Directive:
Please return every line of the records below that contains the word "blurred", copied in full.

Data to process:

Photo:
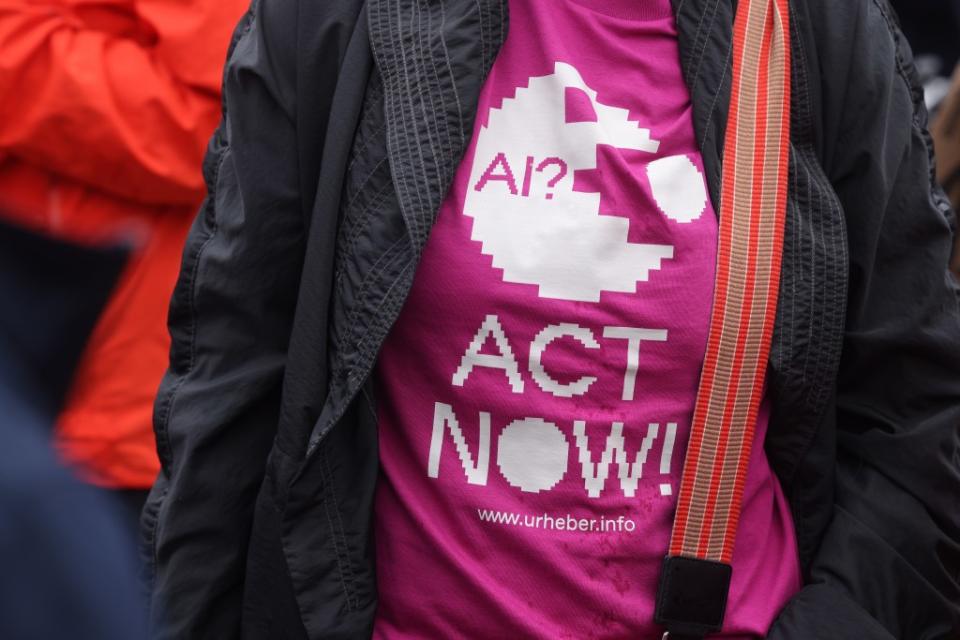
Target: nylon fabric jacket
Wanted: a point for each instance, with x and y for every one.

...

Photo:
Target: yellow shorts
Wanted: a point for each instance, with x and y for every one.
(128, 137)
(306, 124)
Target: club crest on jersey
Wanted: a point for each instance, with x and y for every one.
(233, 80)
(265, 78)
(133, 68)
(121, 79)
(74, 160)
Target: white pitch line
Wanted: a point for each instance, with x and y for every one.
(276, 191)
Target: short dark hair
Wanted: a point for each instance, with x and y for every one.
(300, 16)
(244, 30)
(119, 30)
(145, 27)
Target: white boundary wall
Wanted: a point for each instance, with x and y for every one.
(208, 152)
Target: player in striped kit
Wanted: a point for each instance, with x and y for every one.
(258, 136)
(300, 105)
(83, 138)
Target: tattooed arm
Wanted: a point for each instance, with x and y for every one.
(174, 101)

...

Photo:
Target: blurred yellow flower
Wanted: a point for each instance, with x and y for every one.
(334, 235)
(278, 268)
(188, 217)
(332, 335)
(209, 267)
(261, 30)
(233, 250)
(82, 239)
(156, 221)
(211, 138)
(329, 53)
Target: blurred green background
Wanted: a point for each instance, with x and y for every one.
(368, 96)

Task output:
Target: blurred yellow flower
Target: blurred green background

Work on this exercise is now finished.